### [Exercise brief]
In the arena history text, what capacity did the roughly 1,000 new seats bring the arena to?

### [Exercise text]
━━━━━━━━━━━━━━━━━━━━
Work on the LG Arena was finished mid October 2009 and the arena hosted its first concert with Tom Jones. Included in the installation were around 1,000 new seats, bringing the capacity to 16,000 to compete with venues such as The O2 Arena in London and the Manchester Arena in Manchester. Also constructed were new hospitality areas and a forum containing new bars, restaurants and other customer facilities. Prior to its first concert, the arena hosted the 2009 Horse of the Year show.

In 2011, the venue became the tenth-busiest arena in the world and was ranked 13th-busiest in 2014.

It was announced in November 2014 that as part of a sponsorship deal with the casino group, the arena would be renamed the Genting Arena from 6 January 2015. On 25 September 2018, the NEC Group announced that the Genting Arena will be renamed Resorts World Arena as of 3 December of that year. Genting UK will continue to sponsor the hall. The reason for the new name was to more closely align the venue with Genting's Resorts World Birmingham that is opposite the arena, which opened in October 2015.

On 11 June 2024, it was announced that the name would change to bp pulse LIVE at the start of September 2024, which eventually went live on 1st September 2024. The arena is currently under renovation until November so all the signage and branding with the new name on can be prepared for future events in that month.
━━━━━━━━━━━━━━━━━━━━
### [Available data]
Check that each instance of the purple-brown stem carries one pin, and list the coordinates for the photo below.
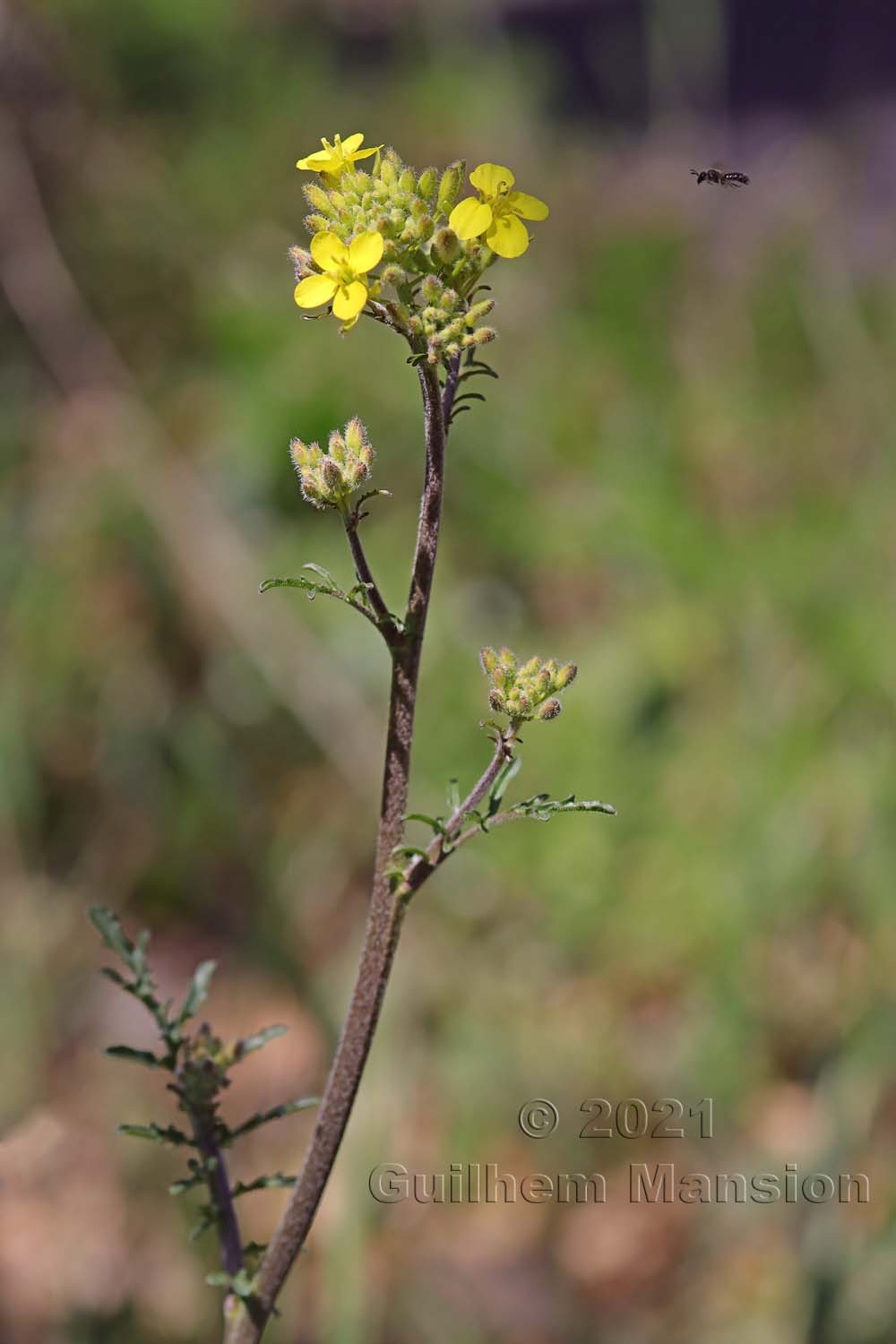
━━━━━━━━━━━━━━━━━━━━
### [Reply to the exercise]
16,000